#### Extrait de page:
- - - -

S'agissant des chiffres : les départements rechignent à les communiquer, et lorsqu'ils sont communiqués, les chiffres ne sont pas fiables.
S'agissant de l'évaluation : le temps de répit n'est pas respecté, le droit à l'accueil provisoire d'urgence n'est pas correctement respecté, aucune procédure d'accompagnement dans la reconstitution de l'état civil n'est mise en œuvre.
La CNCDH constate que les évaluateurs se laissent aller à l'analyse des documents d'état civil alors qu'ils n'ont strictement aucune compétence en la matière, et que la PAF (Police aux Frontières) est très peur fiable dans ses analyses, avec des avis parfois contradictoires.
La disparité géographique est criante : en fonction du département, les méthodes sont inadaptées et différentes, et il subsiste une difficulté avec le récit du parcours migratoires, pour lequel l'importance n'est pas la même en fonction des départements.
Les refus de prise en charge apparaissent non motivés ou très peu motivés, et en l'absence de motivation, l'arbitraire prend toute sa place. Lorsqu'ils sont motivés, nous constatons qu'il s'agit de phrases pré rédigées sous forme de copier/coller.

- - - -

#### Données fournies:
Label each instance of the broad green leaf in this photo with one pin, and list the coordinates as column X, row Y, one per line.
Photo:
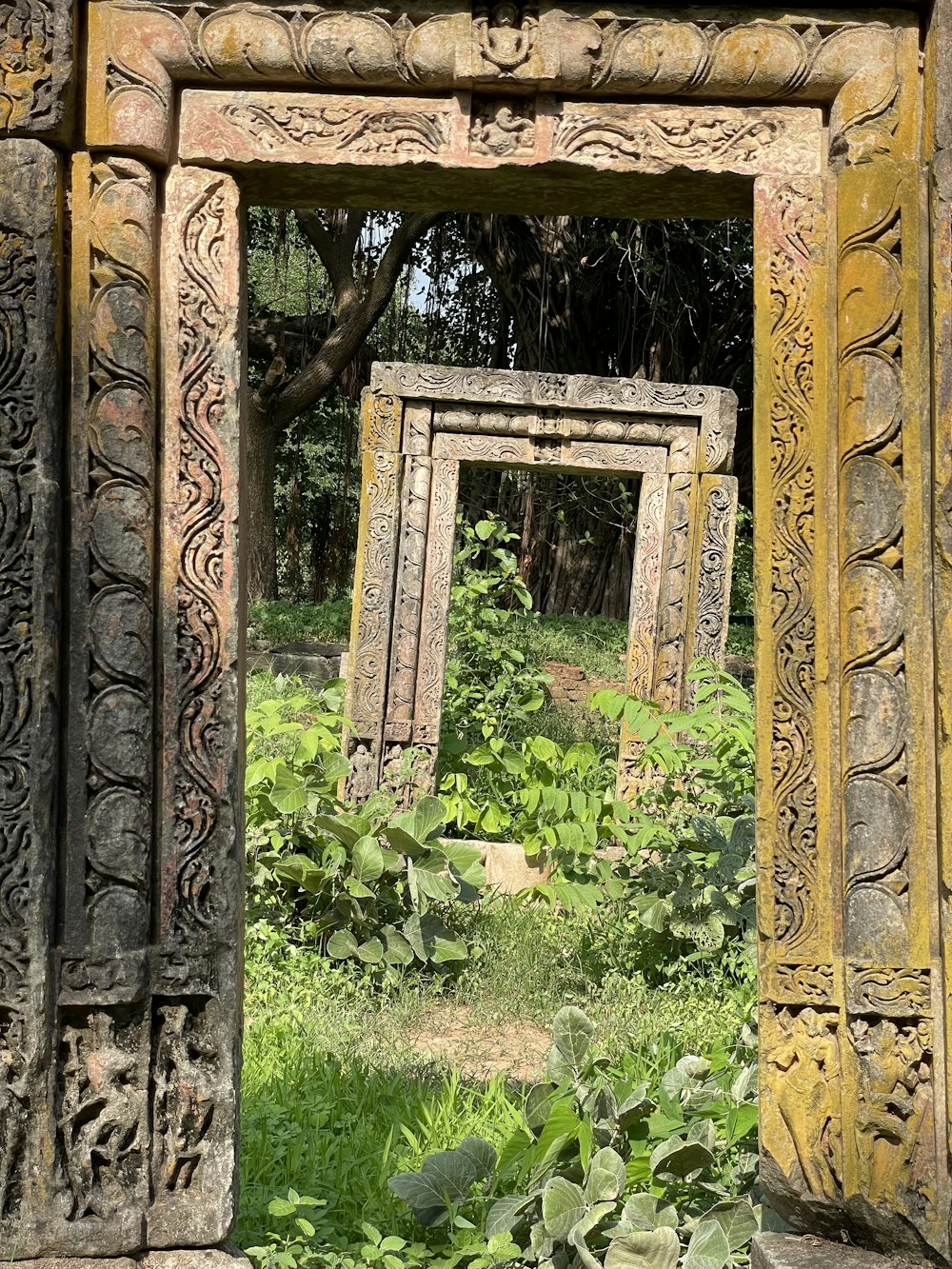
column 539, row 1105
column 708, row 1248
column 581, row 1231
column 446, row 1177
column 398, row 949
column 605, row 1178
column 737, row 1219
column 335, row 766
column 643, row 1249
column 342, row 944
column 506, row 1214
column 367, row 860
column 371, row 952
column 677, row 1158
column 573, row 1032
column 650, row 1212
column 288, row 792
column 563, row 1206
column 426, row 818
column 303, row 871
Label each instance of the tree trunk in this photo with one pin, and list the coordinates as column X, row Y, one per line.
column 263, row 439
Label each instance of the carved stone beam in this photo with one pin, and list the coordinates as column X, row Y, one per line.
column 860, row 69
column 712, row 408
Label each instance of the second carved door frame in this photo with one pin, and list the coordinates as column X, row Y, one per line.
column 419, row 424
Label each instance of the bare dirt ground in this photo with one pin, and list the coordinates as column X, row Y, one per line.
column 455, row 1036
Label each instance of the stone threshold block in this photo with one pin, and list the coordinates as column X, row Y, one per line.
column 190, row 1258
column 799, row 1252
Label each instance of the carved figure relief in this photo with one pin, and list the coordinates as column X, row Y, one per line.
column 502, row 129
column 407, row 525
column 894, row 1123
column 506, row 35
column 847, row 769
column 803, row 1101
column 102, row 1115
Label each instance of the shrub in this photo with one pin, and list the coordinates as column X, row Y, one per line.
column 354, row 882
column 605, row 1172
column 490, row 688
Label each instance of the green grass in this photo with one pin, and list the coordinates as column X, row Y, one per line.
column 277, row 621
column 594, row 644
column 335, row 1098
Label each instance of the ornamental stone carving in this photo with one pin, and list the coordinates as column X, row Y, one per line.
column 120, row 627
column 419, row 424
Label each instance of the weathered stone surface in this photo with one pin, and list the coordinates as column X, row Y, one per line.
column 681, row 584
column 857, row 69
column 30, row 628
column 37, row 87
column 197, row 1031
column 204, row 1258
column 791, row 1252
column 121, row 1043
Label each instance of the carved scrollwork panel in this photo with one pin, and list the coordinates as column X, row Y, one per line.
column 30, row 443
column 438, row 578
column 707, row 138
column 406, row 647
column 375, row 582
column 795, row 895
column 676, row 591
column 864, row 69
column 109, row 810
column 238, row 129
column 381, row 418
column 885, row 793
column 36, row 68
column 711, row 583
column 194, row 1040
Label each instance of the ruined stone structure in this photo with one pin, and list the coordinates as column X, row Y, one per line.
column 131, row 132
column 419, row 424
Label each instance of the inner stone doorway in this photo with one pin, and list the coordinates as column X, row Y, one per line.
column 833, row 129
column 419, row 424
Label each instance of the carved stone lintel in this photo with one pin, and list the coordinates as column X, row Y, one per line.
column 303, row 129
column 196, row 1037
column 707, row 138
column 506, row 419
column 861, row 69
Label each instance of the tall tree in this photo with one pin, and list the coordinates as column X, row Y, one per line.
column 362, row 285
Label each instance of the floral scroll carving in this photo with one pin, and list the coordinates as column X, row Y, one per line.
column 113, row 579
column 36, row 61
column 791, row 274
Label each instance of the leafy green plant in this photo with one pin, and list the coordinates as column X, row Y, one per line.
column 490, row 686
column 558, row 803
column 605, row 1173
column 689, row 872
column 292, row 770
column 376, row 881
column 291, row 1248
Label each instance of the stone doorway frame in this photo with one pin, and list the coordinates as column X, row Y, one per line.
column 122, row 656
column 419, row 424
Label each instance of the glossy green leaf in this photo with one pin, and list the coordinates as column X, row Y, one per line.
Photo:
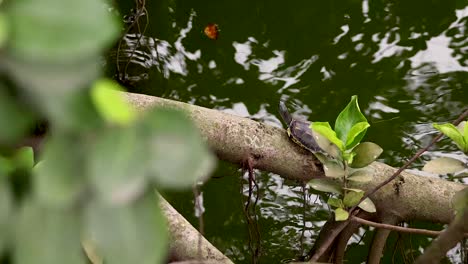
column 6, row 166
column 333, row 168
column 110, row 103
column 24, row 158
column 460, row 200
column 179, row 157
column 14, row 120
column 347, row 119
column 6, row 212
column 444, row 165
column 366, row 153
column 341, row 214
column 326, row 185
column 133, row 233
column 118, row 164
column 352, row 198
column 356, row 133
column 325, row 130
column 368, row 206
column 335, row 202
column 453, row 133
column 325, row 144
column 46, row 236
column 59, row 178
column 361, row 175
column 465, row 130
column 3, row 29
column 64, row 32
column 348, row 156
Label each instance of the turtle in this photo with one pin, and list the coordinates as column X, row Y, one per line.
column 299, row 131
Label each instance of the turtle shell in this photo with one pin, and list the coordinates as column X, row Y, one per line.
column 299, row 131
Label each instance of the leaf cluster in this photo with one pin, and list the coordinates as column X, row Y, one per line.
column 345, row 159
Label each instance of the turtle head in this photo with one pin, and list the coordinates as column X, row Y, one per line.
column 283, row 110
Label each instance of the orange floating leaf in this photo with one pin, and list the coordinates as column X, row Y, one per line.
column 212, row 31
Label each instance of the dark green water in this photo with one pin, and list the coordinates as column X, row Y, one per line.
column 406, row 60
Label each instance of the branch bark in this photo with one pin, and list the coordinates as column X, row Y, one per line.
column 184, row 239
column 234, row 139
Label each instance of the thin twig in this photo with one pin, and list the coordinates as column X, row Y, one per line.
column 417, row 231
column 409, row 162
column 333, row 235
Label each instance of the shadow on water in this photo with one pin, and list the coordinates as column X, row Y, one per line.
column 407, row 61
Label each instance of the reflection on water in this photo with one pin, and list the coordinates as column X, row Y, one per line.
column 407, row 61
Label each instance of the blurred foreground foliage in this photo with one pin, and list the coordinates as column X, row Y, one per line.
column 92, row 188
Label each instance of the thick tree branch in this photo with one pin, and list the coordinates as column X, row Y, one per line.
column 184, row 239
column 234, row 139
column 379, row 240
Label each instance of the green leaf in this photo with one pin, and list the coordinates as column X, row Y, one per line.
column 110, row 103
column 134, row 233
column 341, row 214
column 366, row 153
column 333, row 168
column 452, row 132
column 179, row 157
column 361, row 175
column 6, row 212
column 326, row 185
column 24, row 158
column 444, row 165
column 356, row 133
column 325, row 130
column 335, row 202
column 14, row 119
column 368, row 206
column 347, row 119
column 464, row 124
column 3, row 29
column 46, row 236
column 6, row 166
column 64, row 32
column 325, row 144
column 118, row 164
column 352, row 198
column 59, row 178
column 460, row 201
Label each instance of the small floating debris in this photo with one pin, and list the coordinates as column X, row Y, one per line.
column 212, row 31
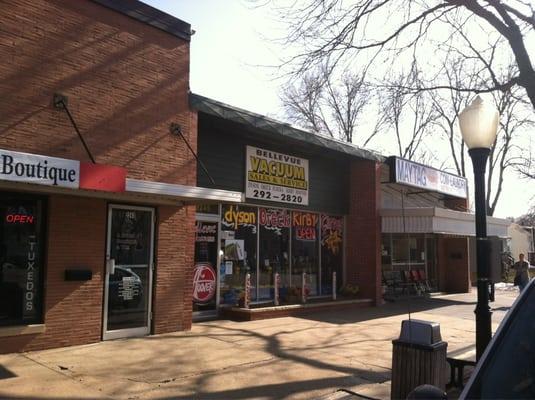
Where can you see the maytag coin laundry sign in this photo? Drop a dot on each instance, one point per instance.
(273, 176)
(424, 177)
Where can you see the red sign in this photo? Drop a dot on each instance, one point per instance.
(107, 178)
(204, 282)
(19, 219)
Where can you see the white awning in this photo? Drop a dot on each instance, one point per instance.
(437, 220)
(139, 191)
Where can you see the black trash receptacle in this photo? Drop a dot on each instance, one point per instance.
(419, 357)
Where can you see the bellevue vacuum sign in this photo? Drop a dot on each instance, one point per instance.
(60, 172)
(413, 174)
(275, 176)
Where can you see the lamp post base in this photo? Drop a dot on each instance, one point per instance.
(483, 318)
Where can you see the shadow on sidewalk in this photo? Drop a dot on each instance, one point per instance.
(401, 306)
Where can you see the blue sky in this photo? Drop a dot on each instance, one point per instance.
(230, 50)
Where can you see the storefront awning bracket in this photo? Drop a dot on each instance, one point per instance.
(176, 129)
(60, 102)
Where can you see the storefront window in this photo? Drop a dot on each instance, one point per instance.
(21, 260)
(238, 247)
(274, 249)
(332, 234)
(305, 246)
(204, 271)
(408, 250)
(207, 209)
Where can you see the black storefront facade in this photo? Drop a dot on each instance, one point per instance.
(292, 245)
(350, 226)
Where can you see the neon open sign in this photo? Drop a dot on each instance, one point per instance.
(19, 219)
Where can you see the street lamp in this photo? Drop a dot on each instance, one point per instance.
(479, 124)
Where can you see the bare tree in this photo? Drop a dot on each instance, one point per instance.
(409, 116)
(515, 119)
(319, 103)
(335, 30)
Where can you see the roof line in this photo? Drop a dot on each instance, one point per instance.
(258, 121)
(151, 16)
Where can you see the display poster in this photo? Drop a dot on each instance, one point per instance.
(304, 225)
(204, 283)
(278, 177)
(234, 250)
(332, 252)
(332, 234)
(421, 176)
(205, 232)
(130, 236)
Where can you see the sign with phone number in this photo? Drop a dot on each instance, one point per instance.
(277, 177)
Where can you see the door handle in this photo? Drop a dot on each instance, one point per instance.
(110, 266)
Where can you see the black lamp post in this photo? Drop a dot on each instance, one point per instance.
(479, 124)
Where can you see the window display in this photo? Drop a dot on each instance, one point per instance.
(204, 270)
(305, 246)
(332, 234)
(21, 259)
(238, 248)
(408, 250)
(263, 241)
(274, 249)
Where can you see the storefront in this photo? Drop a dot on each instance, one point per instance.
(265, 249)
(98, 175)
(68, 227)
(427, 233)
(288, 243)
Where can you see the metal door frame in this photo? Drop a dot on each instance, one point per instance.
(201, 217)
(129, 332)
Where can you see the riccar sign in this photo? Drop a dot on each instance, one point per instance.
(421, 176)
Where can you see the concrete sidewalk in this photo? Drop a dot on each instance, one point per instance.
(284, 358)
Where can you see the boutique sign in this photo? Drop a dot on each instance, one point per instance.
(276, 176)
(60, 172)
(31, 168)
(421, 176)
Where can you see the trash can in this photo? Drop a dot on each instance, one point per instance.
(418, 358)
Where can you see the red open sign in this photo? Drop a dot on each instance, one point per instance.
(19, 219)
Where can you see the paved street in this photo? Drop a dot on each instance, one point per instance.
(285, 358)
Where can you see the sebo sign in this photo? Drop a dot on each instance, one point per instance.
(42, 170)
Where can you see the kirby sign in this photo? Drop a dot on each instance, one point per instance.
(203, 282)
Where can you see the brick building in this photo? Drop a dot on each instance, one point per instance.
(123, 68)
(108, 227)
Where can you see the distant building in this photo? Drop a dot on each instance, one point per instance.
(522, 241)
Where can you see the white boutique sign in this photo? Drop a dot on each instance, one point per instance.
(276, 176)
(424, 177)
(42, 170)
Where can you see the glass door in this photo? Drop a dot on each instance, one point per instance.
(129, 268)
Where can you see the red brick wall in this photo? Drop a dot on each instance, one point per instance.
(363, 240)
(174, 269)
(72, 310)
(125, 81)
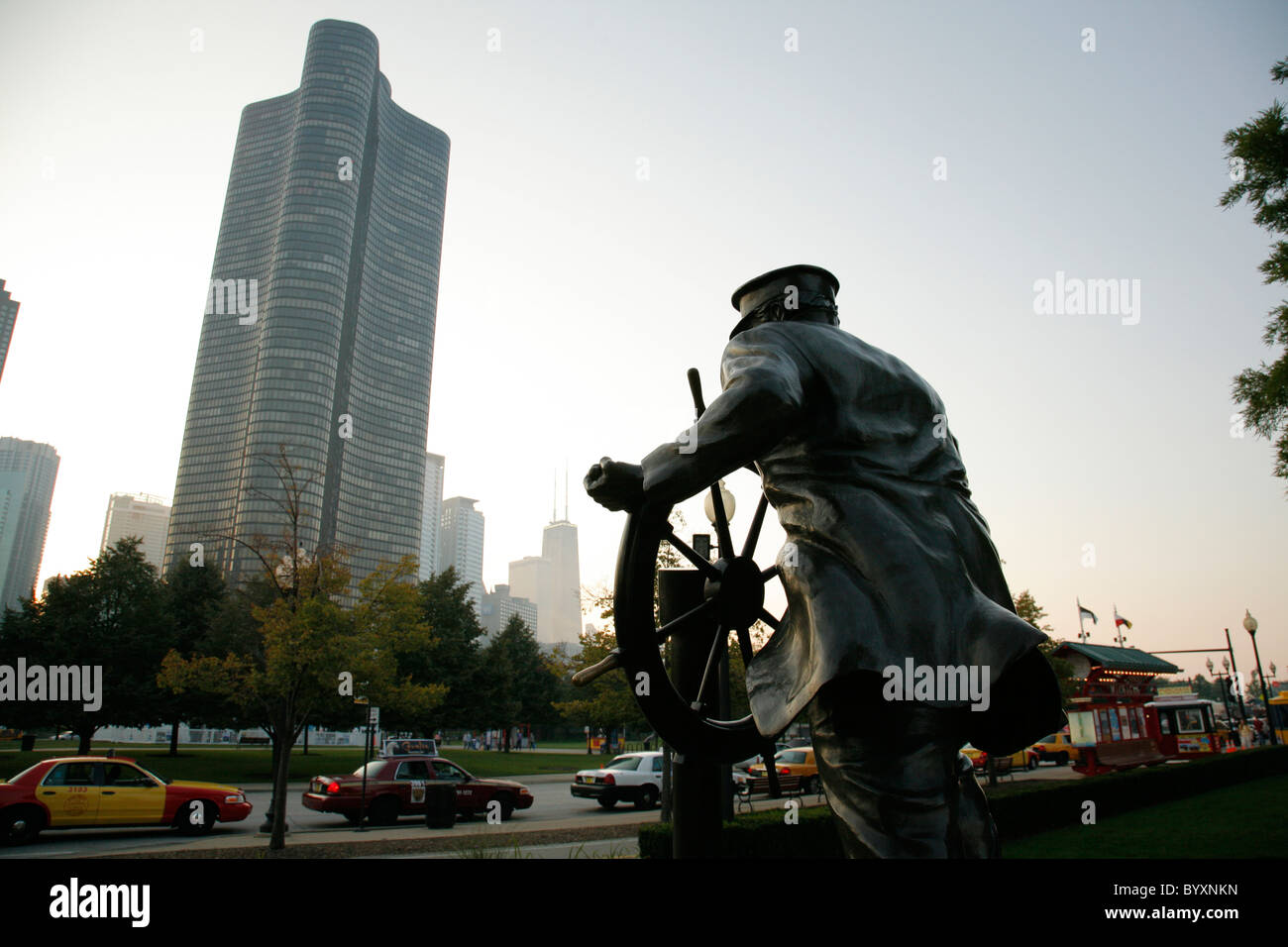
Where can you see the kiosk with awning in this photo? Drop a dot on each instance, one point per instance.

- - - -

#### Mise en pratique:
1: Les affirmations (a), (b) et (c) concordent-elles avec l'extrait de page ? (a) Les départements communiquent volontiers leurs chiffres. (b) Selon la CNCDH, les évaluateurs n'ont aucune compétence pour analyser les documents d'état civil. (c) Les méthodes employées sont les mêmes dans tous les départements. Répondez par oui ou par non, en citant à l'identique les mots décisifs de l'extrait.
2: Pouvez-vous reproduire à l'identique le passage de l'extrait de page allant de « La CNCDH constate » à « avis parfois contradictoires. » ?
La liste provient d'une autre source.

#### Résultats par tâche:
1:
(a) Non : « les départements rechignent à les communiquer »
(b) Oui : « ils n'ont strictement aucune compétence en la matière »
(c) Non : « en fonction du département, les méthodes sont inadaptées et différentes »

2:
La CNCDH constate que les évaluateurs se laissent aller à l'analyse des documents d'état civil alors qu'ils n'ont strictement aucune compétence en la matière, et que la PAF (Police aux Frontières) est très peur fiable dans ses analyses, avec des avis parfois contradictoires.